» The task
Tally the lines in the entries below that contain the string "jacket". Reply with the number alone.

» Material supplied
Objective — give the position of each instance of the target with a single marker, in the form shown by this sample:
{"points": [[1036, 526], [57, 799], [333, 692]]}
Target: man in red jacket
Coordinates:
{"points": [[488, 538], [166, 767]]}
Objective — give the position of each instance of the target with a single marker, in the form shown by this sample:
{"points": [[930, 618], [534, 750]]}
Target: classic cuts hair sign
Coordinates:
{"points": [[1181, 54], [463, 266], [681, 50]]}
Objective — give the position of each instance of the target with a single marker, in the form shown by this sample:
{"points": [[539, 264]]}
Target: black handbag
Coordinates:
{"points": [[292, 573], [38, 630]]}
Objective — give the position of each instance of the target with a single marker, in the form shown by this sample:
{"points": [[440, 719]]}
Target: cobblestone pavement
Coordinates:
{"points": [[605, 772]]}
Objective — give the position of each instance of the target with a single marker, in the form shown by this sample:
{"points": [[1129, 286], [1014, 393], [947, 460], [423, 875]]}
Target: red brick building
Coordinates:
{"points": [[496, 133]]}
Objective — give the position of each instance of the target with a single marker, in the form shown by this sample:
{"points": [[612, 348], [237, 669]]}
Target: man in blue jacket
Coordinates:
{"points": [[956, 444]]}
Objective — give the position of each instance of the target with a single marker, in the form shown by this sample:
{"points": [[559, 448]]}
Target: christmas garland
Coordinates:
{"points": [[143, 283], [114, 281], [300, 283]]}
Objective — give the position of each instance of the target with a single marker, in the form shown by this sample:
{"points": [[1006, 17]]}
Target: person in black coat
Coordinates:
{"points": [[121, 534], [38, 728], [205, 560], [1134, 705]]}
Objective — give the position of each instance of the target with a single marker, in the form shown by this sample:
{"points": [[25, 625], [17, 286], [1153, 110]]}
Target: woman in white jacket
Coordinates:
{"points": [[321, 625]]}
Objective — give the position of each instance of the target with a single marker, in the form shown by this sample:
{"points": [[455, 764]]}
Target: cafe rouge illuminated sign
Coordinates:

» Task solution
3